■ **What needs to be done**
The listing below begins with the first line you should copy; stop after the line containing "TARGET = reflection of face shield", and drop every picture.
━━━━━━
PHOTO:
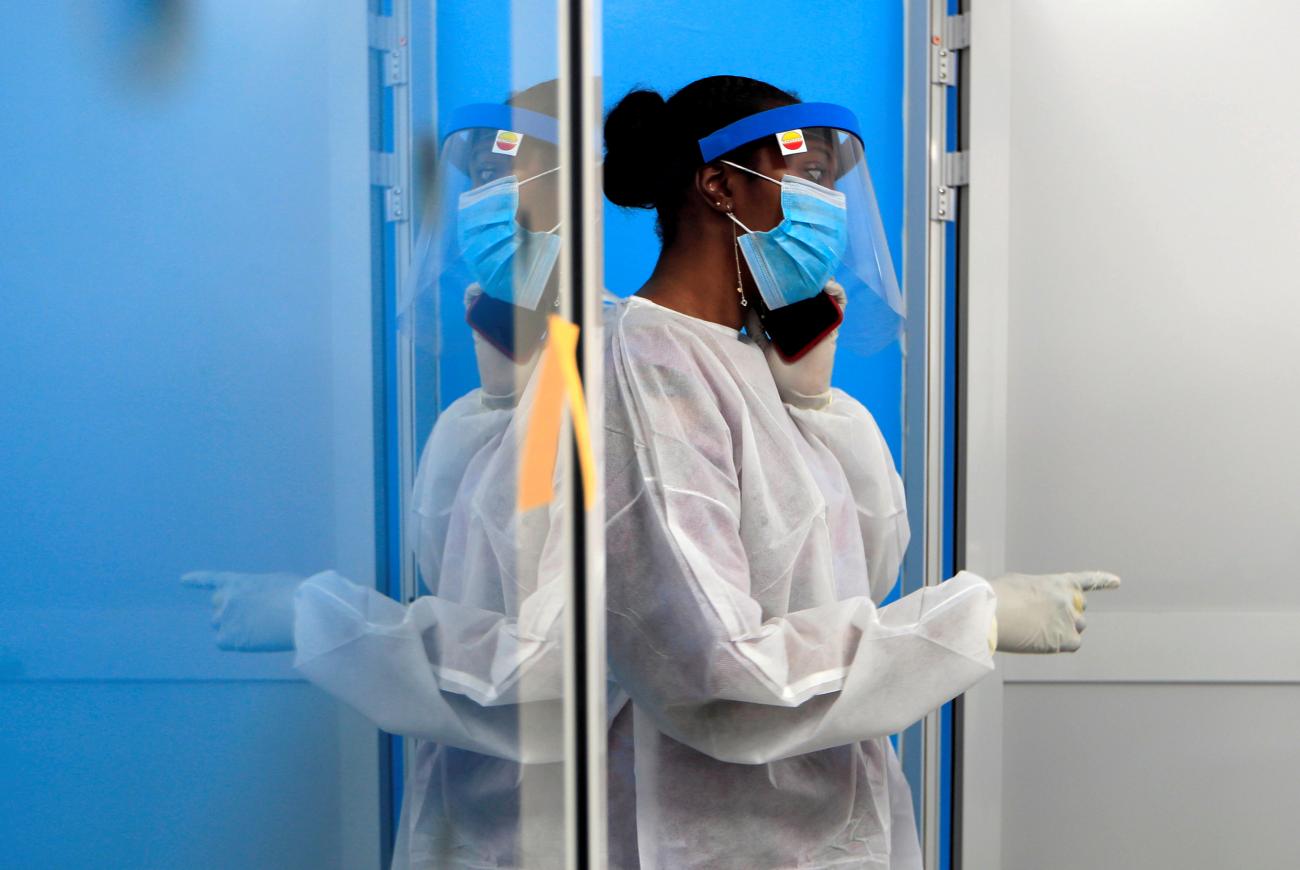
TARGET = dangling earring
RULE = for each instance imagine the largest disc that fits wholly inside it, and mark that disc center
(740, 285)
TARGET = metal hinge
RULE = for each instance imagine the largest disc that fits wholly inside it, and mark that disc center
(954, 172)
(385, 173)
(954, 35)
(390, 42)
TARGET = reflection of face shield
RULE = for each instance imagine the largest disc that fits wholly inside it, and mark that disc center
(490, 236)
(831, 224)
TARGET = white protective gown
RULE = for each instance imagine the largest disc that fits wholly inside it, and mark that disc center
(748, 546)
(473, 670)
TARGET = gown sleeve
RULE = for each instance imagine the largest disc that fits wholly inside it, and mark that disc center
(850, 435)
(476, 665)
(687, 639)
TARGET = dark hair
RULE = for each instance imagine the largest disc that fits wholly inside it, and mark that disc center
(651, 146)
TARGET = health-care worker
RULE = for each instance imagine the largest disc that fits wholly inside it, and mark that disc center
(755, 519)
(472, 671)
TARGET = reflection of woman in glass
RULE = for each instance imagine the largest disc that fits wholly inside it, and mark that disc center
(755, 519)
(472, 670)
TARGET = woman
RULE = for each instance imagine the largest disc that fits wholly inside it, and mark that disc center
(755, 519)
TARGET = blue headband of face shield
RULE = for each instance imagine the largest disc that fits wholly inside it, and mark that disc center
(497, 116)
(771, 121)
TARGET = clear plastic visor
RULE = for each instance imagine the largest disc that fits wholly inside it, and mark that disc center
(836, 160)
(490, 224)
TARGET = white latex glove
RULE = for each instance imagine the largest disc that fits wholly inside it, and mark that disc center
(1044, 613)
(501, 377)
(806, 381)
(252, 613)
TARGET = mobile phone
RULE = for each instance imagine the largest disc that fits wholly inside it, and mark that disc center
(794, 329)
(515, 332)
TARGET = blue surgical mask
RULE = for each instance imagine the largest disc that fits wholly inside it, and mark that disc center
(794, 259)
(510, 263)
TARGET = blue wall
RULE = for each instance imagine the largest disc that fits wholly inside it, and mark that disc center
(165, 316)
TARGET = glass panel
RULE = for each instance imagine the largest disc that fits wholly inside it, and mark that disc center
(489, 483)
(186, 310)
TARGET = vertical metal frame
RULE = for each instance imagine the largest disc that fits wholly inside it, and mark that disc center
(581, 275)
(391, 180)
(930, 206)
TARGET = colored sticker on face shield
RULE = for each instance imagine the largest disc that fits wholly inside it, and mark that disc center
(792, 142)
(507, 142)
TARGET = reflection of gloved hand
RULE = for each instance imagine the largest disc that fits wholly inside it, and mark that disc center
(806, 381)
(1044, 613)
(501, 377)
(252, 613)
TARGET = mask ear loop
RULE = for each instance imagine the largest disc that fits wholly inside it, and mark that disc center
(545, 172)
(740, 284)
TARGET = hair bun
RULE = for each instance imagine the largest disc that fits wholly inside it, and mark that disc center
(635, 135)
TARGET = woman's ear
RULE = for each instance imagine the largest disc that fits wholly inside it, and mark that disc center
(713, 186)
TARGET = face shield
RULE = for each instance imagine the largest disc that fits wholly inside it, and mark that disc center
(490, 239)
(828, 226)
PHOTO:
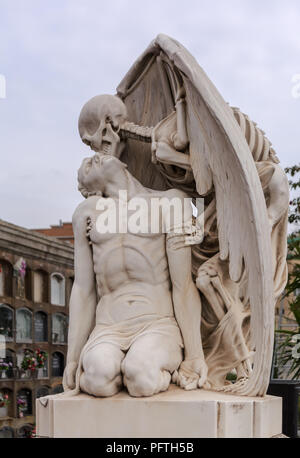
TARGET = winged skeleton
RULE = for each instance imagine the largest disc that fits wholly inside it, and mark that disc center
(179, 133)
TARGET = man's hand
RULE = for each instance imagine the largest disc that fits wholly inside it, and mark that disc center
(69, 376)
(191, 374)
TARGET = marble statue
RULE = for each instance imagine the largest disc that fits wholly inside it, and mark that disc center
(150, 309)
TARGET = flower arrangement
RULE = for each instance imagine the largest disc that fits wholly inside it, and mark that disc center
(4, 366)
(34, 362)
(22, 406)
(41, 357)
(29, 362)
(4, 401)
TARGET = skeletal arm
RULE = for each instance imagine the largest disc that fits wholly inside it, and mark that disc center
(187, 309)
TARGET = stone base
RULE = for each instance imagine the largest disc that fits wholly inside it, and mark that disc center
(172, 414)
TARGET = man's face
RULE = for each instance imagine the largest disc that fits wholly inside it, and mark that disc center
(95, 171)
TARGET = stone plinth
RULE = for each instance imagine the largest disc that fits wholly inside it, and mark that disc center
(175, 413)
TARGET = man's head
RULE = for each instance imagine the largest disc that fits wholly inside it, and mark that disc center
━━━━━━
■ **Result for this exercise**
PHOTO:
TARGET = dangling earring
RULE = for each instance imagine the largest disc that fits wholly inside it, and mark that disc center
(740, 285)
TARGET = metal hinge
RULE = for each instance imagine the largest disc that fits wholly inside it, and mark that disc center
(954, 172)
(385, 173)
(954, 35)
(390, 42)
TARGET = reflection of face shield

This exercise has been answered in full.